- _Your objective_: When you copy from the entries that follow, take only the lines from the one with "<point>394,348</point>" down to the one with "<point>408,197</point>", keeping both ends and dropping every picture.

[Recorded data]
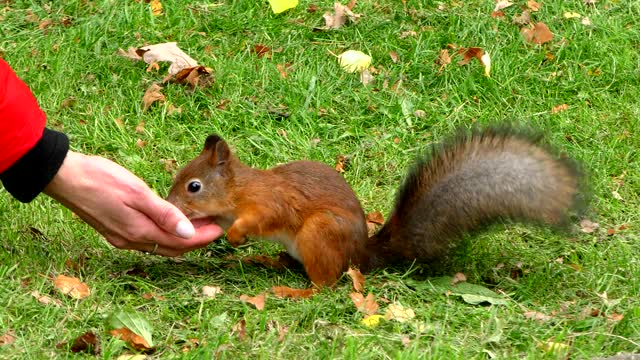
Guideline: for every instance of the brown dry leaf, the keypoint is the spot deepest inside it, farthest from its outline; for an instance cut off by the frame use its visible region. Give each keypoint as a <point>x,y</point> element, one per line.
<point>399,313</point>
<point>534,6</point>
<point>587,226</point>
<point>262,50</point>
<point>130,53</point>
<point>211,291</point>
<point>375,217</point>
<point>134,340</point>
<point>502,4</point>
<point>357,278</point>
<point>394,57</point>
<point>443,59</point>
<point>71,286</point>
<point>458,277</point>
<point>240,329</point>
<point>537,316</point>
<point>341,15</point>
<point>8,338</point>
<point>523,19</point>
<point>169,52</point>
<point>559,108</point>
<point>140,127</point>
<point>152,95</point>
<point>44,299</point>
<point>287,292</point>
<point>367,305</point>
<point>86,343</point>
<point>156,7</point>
<point>257,301</point>
<point>537,34</point>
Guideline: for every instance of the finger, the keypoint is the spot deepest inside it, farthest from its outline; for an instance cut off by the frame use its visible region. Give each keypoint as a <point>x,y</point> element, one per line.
<point>165,215</point>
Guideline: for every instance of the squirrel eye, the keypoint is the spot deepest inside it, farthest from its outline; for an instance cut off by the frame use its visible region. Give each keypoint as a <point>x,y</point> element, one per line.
<point>194,186</point>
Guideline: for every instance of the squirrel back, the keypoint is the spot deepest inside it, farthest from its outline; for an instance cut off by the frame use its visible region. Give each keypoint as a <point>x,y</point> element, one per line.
<point>471,181</point>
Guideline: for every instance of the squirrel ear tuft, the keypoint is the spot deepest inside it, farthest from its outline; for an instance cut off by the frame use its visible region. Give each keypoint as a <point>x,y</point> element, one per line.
<point>218,150</point>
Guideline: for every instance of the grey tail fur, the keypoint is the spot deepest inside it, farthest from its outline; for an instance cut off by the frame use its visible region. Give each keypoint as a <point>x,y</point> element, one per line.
<point>471,181</point>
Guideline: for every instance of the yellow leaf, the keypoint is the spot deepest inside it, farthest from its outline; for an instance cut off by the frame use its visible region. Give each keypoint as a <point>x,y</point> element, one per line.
<point>156,7</point>
<point>570,15</point>
<point>279,6</point>
<point>372,320</point>
<point>353,60</point>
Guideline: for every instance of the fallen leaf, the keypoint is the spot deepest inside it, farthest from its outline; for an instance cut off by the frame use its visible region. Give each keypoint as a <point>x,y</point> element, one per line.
<point>169,52</point>
<point>398,313</point>
<point>341,15</point>
<point>156,7</point>
<point>152,95</point>
<point>570,15</point>
<point>537,316</point>
<point>559,108</point>
<point>278,6</point>
<point>354,60</point>
<point>372,320</point>
<point>257,301</point>
<point>367,305</point>
<point>134,340</point>
<point>534,6</point>
<point>443,59</point>
<point>523,19</point>
<point>502,4</point>
<point>130,53</point>
<point>8,338</point>
<point>366,78</point>
<point>537,34</point>
<point>86,343</point>
<point>261,50</point>
<point>211,291</point>
<point>287,292</point>
<point>458,277</point>
<point>357,279</point>
<point>71,286</point>
<point>197,76</point>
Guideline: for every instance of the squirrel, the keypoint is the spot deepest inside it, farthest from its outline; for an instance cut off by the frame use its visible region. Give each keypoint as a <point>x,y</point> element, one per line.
<point>468,181</point>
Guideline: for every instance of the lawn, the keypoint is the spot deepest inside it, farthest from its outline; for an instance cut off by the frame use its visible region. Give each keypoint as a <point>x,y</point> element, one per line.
<point>562,295</point>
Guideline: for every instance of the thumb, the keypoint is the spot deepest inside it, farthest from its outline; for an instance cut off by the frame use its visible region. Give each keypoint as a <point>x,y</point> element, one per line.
<point>168,217</point>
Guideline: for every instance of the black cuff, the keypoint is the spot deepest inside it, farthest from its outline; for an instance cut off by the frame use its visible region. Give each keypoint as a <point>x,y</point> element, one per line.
<point>32,173</point>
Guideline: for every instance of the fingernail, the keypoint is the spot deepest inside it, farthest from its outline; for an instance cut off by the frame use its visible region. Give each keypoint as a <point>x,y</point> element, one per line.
<point>185,229</point>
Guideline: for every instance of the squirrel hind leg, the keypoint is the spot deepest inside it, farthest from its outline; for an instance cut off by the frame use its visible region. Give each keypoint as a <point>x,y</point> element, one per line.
<point>325,244</point>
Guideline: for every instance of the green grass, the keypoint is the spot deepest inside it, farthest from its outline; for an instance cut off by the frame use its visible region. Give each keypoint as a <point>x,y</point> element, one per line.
<point>594,69</point>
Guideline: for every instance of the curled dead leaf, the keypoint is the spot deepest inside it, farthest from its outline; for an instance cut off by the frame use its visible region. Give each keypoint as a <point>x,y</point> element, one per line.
<point>367,305</point>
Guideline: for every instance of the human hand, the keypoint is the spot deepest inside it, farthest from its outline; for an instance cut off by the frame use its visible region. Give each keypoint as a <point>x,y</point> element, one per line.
<point>121,207</point>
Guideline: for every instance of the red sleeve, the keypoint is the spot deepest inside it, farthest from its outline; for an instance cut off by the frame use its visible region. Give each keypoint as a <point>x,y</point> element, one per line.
<point>21,119</point>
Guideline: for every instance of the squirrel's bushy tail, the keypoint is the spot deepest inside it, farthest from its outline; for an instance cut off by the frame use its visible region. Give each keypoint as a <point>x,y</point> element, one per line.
<point>470,181</point>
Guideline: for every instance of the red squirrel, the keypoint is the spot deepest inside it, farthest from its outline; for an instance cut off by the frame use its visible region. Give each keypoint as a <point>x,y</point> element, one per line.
<point>466,182</point>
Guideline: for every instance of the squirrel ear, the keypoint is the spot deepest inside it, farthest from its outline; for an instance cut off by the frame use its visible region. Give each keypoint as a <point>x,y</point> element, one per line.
<point>218,149</point>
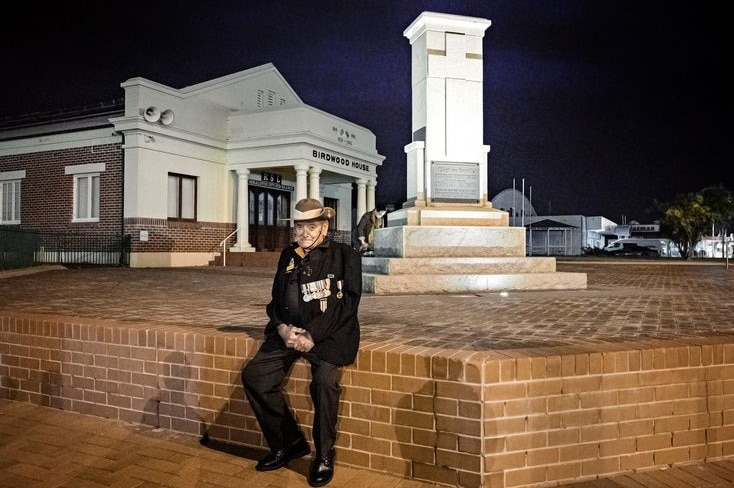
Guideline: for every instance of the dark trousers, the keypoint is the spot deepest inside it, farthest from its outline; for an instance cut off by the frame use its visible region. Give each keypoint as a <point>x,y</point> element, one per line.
<point>263,378</point>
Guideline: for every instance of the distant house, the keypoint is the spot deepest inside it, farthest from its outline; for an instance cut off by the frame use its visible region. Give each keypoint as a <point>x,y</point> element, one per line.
<point>554,235</point>
<point>182,174</point>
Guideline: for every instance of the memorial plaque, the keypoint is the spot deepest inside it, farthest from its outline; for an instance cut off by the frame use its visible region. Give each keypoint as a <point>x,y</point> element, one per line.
<point>454,182</point>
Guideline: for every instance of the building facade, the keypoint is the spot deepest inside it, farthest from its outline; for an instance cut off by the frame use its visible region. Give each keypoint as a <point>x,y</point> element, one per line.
<point>184,174</point>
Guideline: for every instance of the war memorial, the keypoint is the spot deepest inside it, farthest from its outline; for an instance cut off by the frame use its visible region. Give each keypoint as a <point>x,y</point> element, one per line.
<point>478,367</point>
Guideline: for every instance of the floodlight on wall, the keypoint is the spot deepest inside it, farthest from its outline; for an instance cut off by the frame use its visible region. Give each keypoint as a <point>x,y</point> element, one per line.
<point>152,114</point>
<point>167,117</point>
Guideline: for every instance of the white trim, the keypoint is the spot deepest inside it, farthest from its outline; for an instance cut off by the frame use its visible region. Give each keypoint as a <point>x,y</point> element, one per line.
<point>84,168</point>
<point>12,175</point>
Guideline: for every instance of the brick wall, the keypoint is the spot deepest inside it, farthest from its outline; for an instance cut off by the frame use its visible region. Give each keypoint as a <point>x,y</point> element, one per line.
<point>458,418</point>
<point>47,192</point>
<point>177,236</point>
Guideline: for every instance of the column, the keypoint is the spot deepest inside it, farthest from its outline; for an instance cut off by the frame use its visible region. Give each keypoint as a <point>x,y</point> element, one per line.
<point>301,182</point>
<point>371,194</point>
<point>313,183</point>
<point>361,198</point>
<point>243,214</point>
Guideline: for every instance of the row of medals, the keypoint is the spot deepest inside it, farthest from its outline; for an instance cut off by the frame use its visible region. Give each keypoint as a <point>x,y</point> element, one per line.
<point>319,289</point>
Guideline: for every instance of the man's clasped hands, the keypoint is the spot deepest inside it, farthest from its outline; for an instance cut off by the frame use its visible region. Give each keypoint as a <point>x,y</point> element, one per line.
<point>296,337</point>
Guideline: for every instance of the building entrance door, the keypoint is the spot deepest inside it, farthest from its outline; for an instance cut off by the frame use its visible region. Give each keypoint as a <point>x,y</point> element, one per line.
<point>269,225</point>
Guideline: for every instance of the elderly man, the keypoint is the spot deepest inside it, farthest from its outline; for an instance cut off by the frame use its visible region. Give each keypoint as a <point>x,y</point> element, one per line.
<point>313,315</point>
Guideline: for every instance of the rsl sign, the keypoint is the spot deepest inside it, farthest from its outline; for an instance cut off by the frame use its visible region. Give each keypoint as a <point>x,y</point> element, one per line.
<point>271,180</point>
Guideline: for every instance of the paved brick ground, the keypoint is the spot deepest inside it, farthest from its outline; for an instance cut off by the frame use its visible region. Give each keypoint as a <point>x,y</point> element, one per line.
<point>626,302</point>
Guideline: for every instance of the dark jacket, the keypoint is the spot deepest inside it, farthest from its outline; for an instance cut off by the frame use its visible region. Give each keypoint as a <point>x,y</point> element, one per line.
<point>335,331</point>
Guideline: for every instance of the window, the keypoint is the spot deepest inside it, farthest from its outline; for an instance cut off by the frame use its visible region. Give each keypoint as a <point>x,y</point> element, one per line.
<point>10,198</point>
<point>86,197</point>
<point>86,190</point>
<point>181,197</point>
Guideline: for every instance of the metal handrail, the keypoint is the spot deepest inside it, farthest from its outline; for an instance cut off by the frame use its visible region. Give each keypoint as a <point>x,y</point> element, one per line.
<point>224,251</point>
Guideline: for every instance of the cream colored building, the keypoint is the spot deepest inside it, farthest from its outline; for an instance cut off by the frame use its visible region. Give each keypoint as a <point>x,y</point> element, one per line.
<point>185,173</point>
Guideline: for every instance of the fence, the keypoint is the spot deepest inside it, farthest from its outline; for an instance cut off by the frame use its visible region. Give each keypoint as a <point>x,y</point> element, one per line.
<point>21,248</point>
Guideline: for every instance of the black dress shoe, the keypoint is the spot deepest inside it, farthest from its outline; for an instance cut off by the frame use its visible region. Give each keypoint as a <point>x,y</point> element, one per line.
<point>322,470</point>
<point>278,459</point>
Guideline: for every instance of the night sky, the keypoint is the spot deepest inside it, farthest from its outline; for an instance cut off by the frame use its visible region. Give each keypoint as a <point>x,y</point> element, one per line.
<point>602,107</point>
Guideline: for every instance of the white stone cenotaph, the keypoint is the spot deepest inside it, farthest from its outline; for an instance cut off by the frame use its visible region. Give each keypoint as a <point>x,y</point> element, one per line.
<point>447,238</point>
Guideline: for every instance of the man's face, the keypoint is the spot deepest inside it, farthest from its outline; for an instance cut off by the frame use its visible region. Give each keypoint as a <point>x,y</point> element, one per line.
<point>310,234</point>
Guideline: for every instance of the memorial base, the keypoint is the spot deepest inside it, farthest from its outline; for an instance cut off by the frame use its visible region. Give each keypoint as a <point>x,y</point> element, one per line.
<point>424,259</point>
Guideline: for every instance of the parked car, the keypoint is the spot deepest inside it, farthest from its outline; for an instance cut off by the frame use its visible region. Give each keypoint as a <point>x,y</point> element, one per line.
<point>634,250</point>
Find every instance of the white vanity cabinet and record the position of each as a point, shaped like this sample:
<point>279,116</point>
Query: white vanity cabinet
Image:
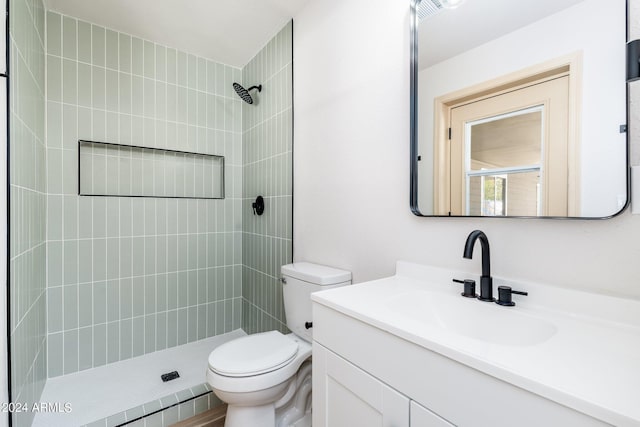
<point>346,396</point>
<point>364,375</point>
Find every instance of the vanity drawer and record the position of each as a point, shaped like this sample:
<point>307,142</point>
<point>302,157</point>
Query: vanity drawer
<point>422,417</point>
<point>438,382</point>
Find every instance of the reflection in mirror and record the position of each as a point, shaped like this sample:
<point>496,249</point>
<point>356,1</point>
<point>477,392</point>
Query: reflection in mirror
<point>517,108</point>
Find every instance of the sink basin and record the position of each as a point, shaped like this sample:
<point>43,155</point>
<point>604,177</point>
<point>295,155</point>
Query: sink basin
<point>471,318</point>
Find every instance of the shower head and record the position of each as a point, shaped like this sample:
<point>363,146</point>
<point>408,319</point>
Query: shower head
<point>244,93</point>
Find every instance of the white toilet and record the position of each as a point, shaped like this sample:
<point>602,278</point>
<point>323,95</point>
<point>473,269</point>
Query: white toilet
<point>266,378</point>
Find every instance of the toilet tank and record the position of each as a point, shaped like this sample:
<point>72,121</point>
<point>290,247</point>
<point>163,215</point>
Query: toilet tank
<point>299,280</point>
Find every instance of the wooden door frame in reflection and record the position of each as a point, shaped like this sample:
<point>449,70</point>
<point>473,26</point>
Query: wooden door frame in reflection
<point>570,65</point>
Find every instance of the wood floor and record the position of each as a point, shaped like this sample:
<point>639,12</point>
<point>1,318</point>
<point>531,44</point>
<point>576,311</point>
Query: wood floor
<point>211,418</point>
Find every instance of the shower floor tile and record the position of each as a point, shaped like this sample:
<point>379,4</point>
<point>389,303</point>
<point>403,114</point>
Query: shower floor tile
<point>100,392</point>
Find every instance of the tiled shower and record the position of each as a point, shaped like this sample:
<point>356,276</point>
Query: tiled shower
<point>97,280</point>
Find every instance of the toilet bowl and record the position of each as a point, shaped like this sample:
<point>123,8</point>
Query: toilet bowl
<point>265,378</point>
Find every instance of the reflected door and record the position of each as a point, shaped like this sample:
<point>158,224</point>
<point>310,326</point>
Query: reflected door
<point>508,153</point>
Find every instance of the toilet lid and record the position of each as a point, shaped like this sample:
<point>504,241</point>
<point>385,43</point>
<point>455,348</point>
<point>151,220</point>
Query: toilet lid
<point>253,355</point>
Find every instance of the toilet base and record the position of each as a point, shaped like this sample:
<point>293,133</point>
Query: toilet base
<point>286,405</point>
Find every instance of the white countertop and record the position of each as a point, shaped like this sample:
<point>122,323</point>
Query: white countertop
<point>591,363</point>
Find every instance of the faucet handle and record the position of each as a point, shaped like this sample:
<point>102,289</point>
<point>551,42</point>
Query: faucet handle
<point>469,288</point>
<point>504,295</point>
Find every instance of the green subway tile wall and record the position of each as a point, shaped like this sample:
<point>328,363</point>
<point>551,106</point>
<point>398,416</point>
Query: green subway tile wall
<point>129,276</point>
<point>267,128</point>
<point>27,205</point>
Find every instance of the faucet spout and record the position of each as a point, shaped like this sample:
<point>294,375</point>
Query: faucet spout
<point>486,282</point>
<point>486,257</point>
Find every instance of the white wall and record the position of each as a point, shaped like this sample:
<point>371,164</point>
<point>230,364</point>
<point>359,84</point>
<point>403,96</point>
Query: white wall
<point>351,173</point>
<point>585,27</point>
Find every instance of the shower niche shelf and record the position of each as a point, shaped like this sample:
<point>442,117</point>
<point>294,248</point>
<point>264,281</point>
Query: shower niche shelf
<point>117,170</point>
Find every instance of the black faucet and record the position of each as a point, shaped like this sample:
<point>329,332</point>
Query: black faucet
<point>486,283</point>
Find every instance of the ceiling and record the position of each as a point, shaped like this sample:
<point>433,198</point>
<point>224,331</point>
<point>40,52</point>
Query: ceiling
<point>451,32</point>
<point>226,31</point>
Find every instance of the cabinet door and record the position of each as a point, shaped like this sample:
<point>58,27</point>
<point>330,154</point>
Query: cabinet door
<point>346,396</point>
<point>422,417</point>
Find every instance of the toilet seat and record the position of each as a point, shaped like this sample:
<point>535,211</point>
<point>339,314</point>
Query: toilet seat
<point>252,383</point>
<point>253,355</point>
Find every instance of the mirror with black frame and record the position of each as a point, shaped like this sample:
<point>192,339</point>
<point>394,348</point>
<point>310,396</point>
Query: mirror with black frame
<point>518,108</point>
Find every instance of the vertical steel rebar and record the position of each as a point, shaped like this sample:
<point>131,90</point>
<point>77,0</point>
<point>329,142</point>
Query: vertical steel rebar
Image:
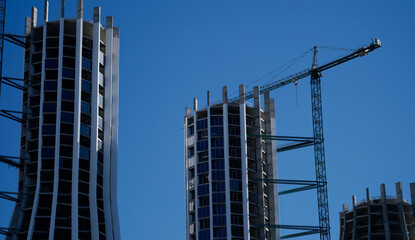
<point>319,155</point>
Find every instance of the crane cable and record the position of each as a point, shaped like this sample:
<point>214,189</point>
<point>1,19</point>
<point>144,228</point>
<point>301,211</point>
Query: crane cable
<point>286,65</point>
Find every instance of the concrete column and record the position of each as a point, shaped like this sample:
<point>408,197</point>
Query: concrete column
<point>34,18</point>
<point>187,112</point>
<point>354,217</point>
<point>186,170</point>
<point>369,217</point>
<point>80,9</point>
<point>258,155</point>
<point>94,124</point>
<point>343,233</point>
<point>46,12</point>
<point>114,131</point>
<point>226,160</point>
<point>62,8</point>
<point>412,188</point>
<point>244,160</point>
<point>196,158</point>
<point>224,95</point>
<point>401,211</point>
<point>42,98</point>
<point>107,128</point>
<point>58,129</point>
<point>195,104</point>
<point>272,167</point>
<point>77,120</point>
<point>385,212</point>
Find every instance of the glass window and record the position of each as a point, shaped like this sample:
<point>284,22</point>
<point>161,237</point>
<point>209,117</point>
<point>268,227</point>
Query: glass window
<point>219,221</point>
<point>235,185</point>
<point>68,95</point>
<point>86,64</point>
<point>85,130</point>
<point>219,232</point>
<point>204,235</point>
<point>217,142</point>
<point>85,108</point>
<point>51,85</point>
<point>49,107</point>
<point>86,86</point>
<point>68,72</point>
<point>217,153</point>
<point>203,167</point>
<point>217,131</point>
<point>218,164</point>
<point>203,189</point>
<point>84,152</point>
<point>201,124</point>
<point>218,187</point>
<point>219,209</point>
<point>100,169</point>
<point>218,175</point>
<point>51,63</point>
<point>67,117</point>
<point>48,152</point>
<point>202,145</point>
<point>48,130</point>
<point>203,212</point>
<point>218,198</point>
<point>216,121</point>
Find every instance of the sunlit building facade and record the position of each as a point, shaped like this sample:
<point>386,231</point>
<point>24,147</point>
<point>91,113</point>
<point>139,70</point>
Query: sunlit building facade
<point>226,163</point>
<point>68,182</point>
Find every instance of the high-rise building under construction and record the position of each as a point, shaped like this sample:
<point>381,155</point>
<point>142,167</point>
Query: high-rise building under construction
<point>226,163</point>
<point>68,181</point>
<point>380,218</point>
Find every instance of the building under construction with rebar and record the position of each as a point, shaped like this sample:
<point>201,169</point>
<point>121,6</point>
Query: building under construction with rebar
<point>69,135</point>
<point>380,218</point>
<point>225,164</point>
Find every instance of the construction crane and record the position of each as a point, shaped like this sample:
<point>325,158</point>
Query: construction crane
<point>318,137</point>
<point>2,22</point>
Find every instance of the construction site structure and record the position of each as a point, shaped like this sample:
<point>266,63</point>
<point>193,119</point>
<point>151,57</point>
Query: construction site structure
<point>380,218</point>
<point>67,185</point>
<point>320,183</point>
<point>223,162</point>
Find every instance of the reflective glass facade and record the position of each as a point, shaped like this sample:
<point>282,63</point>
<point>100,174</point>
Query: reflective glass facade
<point>223,162</point>
<point>70,135</point>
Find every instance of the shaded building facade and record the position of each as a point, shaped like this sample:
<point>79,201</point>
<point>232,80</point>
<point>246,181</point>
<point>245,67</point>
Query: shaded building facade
<point>226,163</point>
<point>381,218</point>
<point>68,182</point>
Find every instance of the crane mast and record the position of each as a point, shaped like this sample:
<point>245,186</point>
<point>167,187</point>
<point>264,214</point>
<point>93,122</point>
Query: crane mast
<point>2,23</point>
<point>319,155</point>
<point>318,134</point>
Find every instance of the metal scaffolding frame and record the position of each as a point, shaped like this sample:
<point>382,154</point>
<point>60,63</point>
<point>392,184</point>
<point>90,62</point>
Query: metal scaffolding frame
<point>317,140</point>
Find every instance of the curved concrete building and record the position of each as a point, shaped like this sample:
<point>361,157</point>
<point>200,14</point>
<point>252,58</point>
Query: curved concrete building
<point>225,164</point>
<point>382,218</point>
<point>70,136</point>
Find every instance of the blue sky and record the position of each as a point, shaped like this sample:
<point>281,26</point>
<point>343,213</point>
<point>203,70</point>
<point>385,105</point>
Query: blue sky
<point>173,51</point>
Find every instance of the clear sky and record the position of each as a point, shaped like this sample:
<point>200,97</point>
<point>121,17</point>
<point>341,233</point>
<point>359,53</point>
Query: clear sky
<point>173,51</point>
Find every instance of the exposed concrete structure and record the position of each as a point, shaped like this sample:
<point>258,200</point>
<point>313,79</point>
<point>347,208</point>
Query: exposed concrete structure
<point>383,218</point>
<point>225,164</point>
<point>68,182</point>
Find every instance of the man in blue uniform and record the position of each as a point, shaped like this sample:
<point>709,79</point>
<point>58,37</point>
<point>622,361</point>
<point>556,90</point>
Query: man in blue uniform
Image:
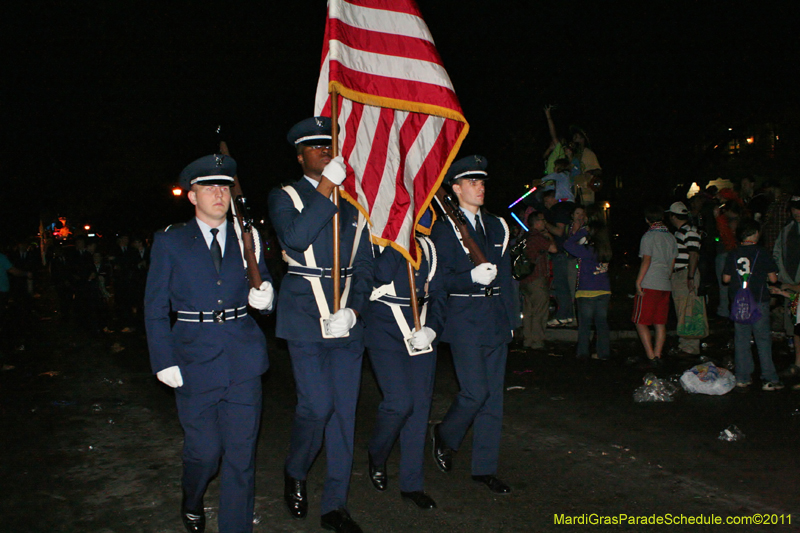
<point>325,347</point>
<point>481,314</point>
<point>215,353</point>
<point>404,363</point>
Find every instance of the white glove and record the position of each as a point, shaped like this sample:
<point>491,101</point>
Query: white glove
<point>171,376</point>
<point>261,298</point>
<point>335,171</point>
<point>341,322</point>
<point>423,338</point>
<point>484,273</point>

- _Response to the task_:
<point>394,348</point>
<point>310,396</point>
Query: mirror with black frame
<point>518,108</point>
Find every instance of the vertical steel rebar and record the position of each as a point, shaped like this sample:
<point>131,90</point>
<point>77,0</point>
<point>329,142</point>
Query: vertical steel rebar
Image:
<point>319,155</point>
Find every instance of the crane cable and record the position of each as a point, shaped like this sample:
<point>214,189</point>
<point>1,19</point>
<point>144,228</point>
<point>301,211</point>
Query: crane cable
<point>286,65</point>
Find every instance of the concrete column and record the position of each as a point, shaped like this sample:
<point>408,197</point>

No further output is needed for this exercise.